(Items from a data source)
+++

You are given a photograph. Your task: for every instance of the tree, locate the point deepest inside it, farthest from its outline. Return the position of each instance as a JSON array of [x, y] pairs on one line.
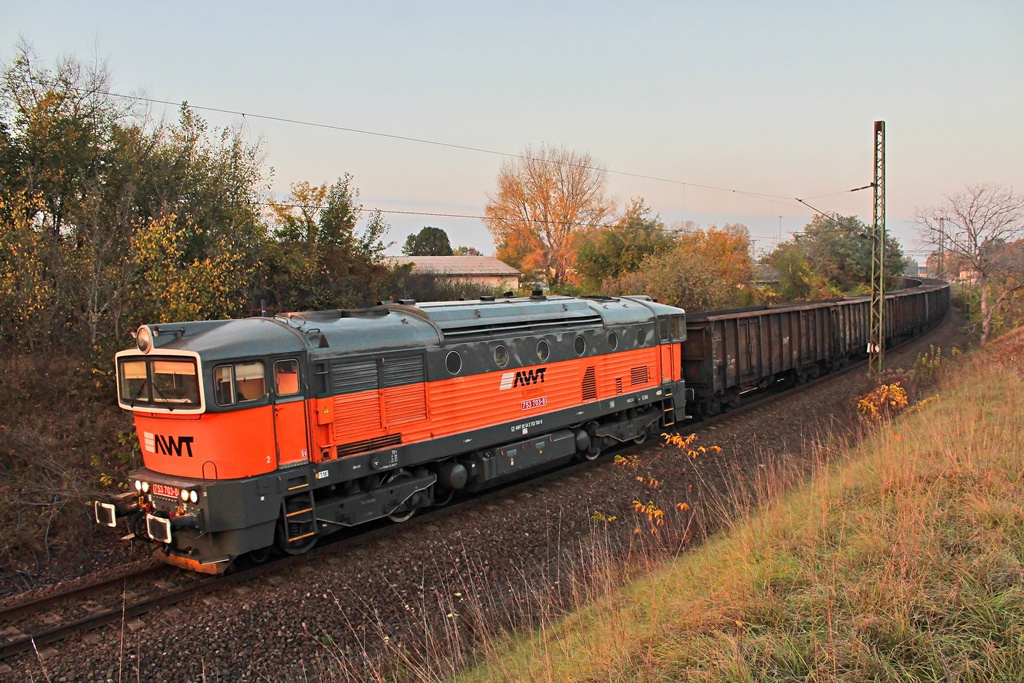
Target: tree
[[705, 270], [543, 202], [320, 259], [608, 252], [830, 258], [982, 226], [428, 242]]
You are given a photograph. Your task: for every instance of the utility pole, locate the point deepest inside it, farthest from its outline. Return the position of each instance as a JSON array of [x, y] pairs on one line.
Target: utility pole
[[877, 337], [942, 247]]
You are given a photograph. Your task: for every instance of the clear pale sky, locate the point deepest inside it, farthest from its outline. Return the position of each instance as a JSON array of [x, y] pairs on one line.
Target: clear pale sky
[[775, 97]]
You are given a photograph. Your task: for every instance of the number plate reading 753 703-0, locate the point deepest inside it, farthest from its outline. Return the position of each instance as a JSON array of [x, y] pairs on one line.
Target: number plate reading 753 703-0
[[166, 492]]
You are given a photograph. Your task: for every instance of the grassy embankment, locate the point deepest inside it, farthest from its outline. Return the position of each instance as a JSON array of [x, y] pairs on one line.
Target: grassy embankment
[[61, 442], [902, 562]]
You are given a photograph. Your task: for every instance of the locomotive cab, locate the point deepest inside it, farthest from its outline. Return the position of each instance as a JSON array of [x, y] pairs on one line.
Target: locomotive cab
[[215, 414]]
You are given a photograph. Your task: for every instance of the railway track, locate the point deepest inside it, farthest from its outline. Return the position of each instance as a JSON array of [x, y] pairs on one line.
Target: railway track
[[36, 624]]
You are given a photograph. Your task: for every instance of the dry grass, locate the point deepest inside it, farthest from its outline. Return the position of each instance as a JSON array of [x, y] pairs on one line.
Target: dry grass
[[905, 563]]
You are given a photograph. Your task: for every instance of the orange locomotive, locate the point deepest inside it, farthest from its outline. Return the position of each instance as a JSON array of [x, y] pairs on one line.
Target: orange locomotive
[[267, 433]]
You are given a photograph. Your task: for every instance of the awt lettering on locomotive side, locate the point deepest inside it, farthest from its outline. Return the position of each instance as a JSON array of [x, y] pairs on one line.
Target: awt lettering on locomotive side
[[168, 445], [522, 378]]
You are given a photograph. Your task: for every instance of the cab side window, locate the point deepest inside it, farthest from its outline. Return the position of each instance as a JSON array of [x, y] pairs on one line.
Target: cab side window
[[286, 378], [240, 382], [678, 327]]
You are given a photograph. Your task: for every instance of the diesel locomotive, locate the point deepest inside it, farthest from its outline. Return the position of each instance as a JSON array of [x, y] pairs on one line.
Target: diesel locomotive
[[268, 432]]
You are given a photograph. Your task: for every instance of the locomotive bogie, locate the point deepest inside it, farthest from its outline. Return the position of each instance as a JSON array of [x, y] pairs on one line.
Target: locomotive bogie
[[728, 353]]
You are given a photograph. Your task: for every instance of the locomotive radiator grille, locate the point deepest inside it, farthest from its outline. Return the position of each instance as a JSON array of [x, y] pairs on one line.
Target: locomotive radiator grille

+++

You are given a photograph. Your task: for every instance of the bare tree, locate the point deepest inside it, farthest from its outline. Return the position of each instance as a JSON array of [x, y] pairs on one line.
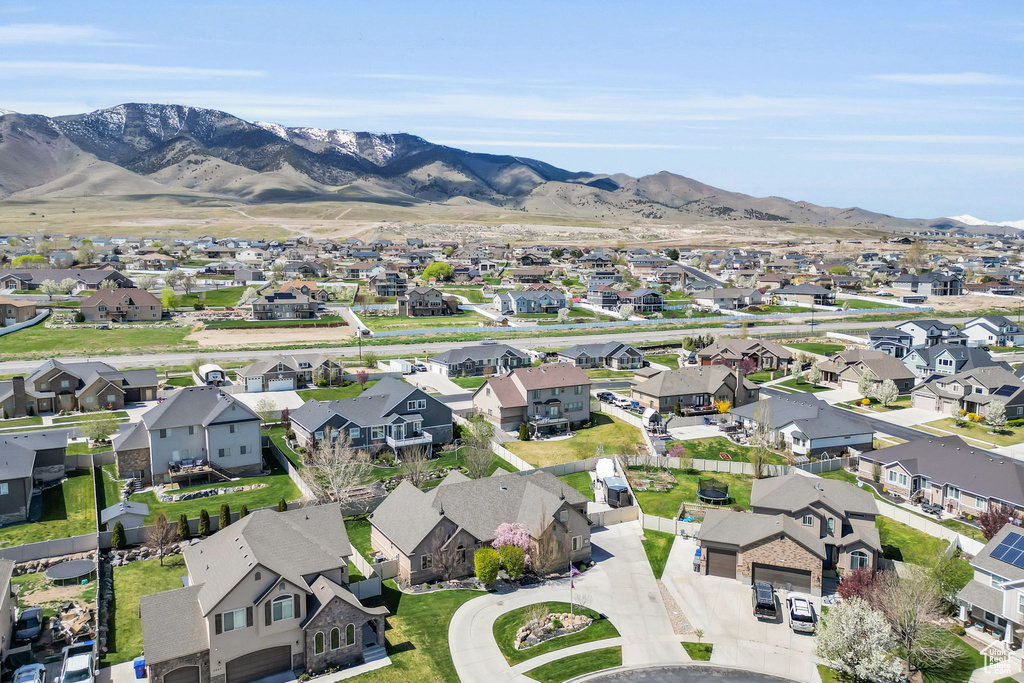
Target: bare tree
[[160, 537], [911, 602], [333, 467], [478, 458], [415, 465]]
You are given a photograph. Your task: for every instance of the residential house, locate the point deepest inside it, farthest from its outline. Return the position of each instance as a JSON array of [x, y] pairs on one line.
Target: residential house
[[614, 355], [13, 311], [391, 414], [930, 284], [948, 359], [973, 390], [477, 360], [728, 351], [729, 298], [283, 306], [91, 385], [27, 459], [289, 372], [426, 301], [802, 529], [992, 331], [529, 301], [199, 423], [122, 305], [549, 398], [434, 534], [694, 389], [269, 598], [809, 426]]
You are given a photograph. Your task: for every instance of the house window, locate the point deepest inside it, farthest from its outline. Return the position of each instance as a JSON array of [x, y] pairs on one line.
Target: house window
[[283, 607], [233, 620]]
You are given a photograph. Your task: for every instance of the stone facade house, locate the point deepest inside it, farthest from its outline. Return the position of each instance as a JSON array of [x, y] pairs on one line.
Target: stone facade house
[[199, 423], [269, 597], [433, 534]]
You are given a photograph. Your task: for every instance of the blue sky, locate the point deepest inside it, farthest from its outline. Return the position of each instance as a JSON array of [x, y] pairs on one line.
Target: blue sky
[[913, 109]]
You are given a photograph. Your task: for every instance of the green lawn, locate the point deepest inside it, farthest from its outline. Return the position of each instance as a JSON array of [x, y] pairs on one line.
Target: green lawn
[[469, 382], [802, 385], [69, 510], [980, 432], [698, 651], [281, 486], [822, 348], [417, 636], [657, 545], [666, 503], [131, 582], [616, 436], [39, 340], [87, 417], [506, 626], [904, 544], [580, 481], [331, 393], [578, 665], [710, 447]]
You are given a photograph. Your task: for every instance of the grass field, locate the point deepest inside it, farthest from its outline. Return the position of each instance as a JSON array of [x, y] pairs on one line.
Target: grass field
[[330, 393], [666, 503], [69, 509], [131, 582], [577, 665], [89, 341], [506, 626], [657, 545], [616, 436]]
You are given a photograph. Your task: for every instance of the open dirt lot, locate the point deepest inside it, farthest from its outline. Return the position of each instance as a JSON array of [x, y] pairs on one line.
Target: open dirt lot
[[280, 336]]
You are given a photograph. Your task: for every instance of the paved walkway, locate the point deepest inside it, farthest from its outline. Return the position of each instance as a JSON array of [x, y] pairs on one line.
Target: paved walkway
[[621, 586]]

+++

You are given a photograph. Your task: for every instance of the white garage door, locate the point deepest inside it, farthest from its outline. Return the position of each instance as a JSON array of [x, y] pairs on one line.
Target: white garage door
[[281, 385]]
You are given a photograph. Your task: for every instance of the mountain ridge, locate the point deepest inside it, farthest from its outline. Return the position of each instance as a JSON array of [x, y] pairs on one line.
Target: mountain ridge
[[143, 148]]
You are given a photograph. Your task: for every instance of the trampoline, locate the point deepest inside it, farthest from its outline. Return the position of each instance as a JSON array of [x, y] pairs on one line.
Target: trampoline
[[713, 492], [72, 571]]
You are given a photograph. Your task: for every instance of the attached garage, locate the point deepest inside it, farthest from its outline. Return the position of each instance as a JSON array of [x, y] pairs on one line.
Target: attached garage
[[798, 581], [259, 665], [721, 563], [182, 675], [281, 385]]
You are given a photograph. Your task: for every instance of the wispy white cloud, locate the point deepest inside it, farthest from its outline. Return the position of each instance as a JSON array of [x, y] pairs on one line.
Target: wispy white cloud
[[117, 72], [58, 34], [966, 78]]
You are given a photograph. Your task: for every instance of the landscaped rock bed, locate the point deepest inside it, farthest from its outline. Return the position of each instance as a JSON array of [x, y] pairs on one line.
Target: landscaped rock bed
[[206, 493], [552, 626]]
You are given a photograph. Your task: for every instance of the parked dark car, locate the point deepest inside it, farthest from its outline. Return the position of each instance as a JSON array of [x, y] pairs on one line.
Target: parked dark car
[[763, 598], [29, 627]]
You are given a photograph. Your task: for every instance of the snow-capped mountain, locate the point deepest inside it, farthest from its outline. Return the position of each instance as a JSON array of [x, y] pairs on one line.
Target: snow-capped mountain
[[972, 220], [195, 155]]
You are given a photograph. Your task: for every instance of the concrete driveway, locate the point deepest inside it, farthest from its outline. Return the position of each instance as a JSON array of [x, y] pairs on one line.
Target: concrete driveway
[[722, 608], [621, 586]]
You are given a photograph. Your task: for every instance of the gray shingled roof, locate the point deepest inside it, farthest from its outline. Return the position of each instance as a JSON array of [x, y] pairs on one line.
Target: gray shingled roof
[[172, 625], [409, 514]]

+++

Rewrite the lines starting at the one containing "of the gray" and ending at the one containing "Target: gray shingled roof", changing "shingled" to "tiled" and leaving everything else as it is.

You are given a photograph. Your task: for every instance of the gray tiled roof, locate the point deepest inside it, farthest from its outline. Return the position of each instance as a JSON array of [x, y] pairs on one line.
Target: gray tiled roof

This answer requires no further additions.